## Record excerpts
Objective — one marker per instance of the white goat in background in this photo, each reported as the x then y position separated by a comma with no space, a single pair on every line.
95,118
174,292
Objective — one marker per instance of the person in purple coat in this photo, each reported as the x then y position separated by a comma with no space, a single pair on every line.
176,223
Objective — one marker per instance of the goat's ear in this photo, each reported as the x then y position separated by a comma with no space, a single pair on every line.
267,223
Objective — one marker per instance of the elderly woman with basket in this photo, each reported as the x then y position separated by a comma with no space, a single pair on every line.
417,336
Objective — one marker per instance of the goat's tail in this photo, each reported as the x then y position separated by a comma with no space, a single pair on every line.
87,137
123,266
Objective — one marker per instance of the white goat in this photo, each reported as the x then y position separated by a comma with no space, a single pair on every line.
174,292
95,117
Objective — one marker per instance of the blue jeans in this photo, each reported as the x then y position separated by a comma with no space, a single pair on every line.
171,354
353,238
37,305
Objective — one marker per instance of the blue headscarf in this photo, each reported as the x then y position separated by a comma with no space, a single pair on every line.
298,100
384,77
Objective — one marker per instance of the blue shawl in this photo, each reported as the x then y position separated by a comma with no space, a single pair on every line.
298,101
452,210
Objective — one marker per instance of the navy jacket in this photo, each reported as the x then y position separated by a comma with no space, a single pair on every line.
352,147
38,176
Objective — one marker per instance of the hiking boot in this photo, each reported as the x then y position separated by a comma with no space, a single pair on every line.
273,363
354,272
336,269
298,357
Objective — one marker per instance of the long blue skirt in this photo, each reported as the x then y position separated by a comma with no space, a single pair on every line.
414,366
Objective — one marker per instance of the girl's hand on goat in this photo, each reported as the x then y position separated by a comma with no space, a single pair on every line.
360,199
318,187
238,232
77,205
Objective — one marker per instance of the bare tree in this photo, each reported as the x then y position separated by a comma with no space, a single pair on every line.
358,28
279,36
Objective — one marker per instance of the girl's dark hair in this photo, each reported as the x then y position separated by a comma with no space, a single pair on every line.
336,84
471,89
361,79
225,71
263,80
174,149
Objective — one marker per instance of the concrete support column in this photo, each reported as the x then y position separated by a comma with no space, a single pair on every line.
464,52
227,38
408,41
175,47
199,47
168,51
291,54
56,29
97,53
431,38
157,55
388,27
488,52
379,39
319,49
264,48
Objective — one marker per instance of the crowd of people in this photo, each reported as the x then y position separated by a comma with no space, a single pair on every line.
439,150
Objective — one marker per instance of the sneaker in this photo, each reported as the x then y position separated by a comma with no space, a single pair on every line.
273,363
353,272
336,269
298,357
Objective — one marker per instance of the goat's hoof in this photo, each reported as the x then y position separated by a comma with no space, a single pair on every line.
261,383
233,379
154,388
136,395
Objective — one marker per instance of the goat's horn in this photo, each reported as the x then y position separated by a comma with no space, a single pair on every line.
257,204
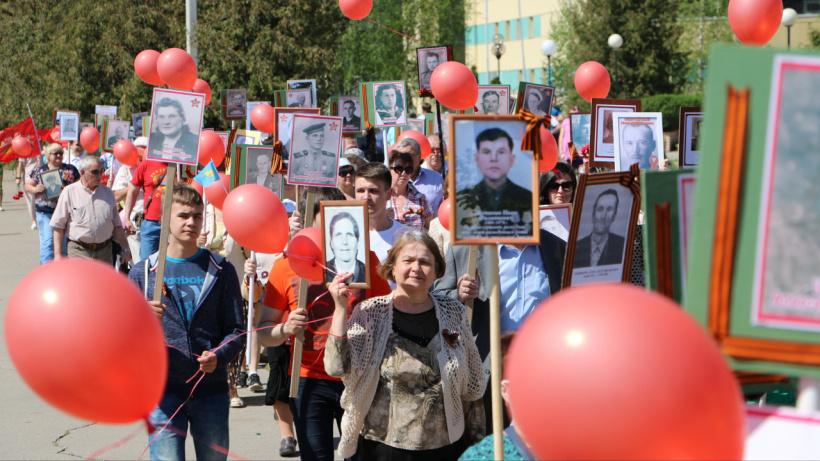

## Your task
Which lines in the items above contain the word "girl", with case counting? Pick out each of those lines and copy it in full.

## Full output
Objective — one marker per instance of the girl's hand on goat in this photo, each reported as the x then y position separated by a comma with no space, a single pair on every line.
Objective — one marker per instance of the girl's dark hair in this photo, each reported as the x then y position separated by a comma with no space, a single pair on every line.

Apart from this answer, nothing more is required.